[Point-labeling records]
━━━━━━

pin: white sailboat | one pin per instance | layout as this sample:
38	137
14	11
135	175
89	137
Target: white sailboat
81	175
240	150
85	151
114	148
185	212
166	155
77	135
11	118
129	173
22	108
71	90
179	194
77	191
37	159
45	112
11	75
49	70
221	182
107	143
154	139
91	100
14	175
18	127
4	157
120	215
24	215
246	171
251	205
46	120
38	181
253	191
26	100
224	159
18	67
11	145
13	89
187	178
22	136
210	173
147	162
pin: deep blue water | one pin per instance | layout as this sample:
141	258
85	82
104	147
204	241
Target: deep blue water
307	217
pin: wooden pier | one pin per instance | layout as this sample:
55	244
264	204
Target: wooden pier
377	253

━━━━━━

● Problem requirements: Render every line of the records above as a JSON list of strings, one string per line, leaving out any blank lines.

● Written response:
[
  "pin: white sailboat | one pin per instance | layout as this sample:",
  "38\t137",
  "14\t11",
  "135\t175",
  "89\t137",
  "Target: white sailboat",
  "81\t175",
  "240\t150",
  "85\t151",
  "114\t148",
  "185\t212",
  "166\t155",
  "77\t135",
  "11\t118",
  "129\t173",
  "22\t108",
  "71\t90",
  "179\t194",
  "77\t191",
  "37\t159",
  "45\t112",
  "11\t75",
  "49\t70",
  "221\t182",
  "107\t143",
  "154\t139",
  "91\t100",
  "14\t175",
  "18\t127",
  "4\t157",
  "120\t215",
  "24\t215",
  "246\t171",
  "251\t205",
  "46\t120",
  "38\t181",
  "253\t191",
  "26\t100",
  "224\t159",
  "18\t67",
  "11\t145",
  "13\t89",
  "187\t178",
  "22\t136",
  "210\t173",
  "147\t162",
  "pin: deep blue water | one pin per instance | layout as this sample:",
  "141\t258",
  "85\t82",
  "104\t147",
  "204\t241",
  "Target: deep blue water",
  "307\t217",
  "pin: wooden pier | one pin per instance | layout as this sample:",
  "55\t244",
  "264\t204",
  "Target: wooden pier",
  "377\t253"
]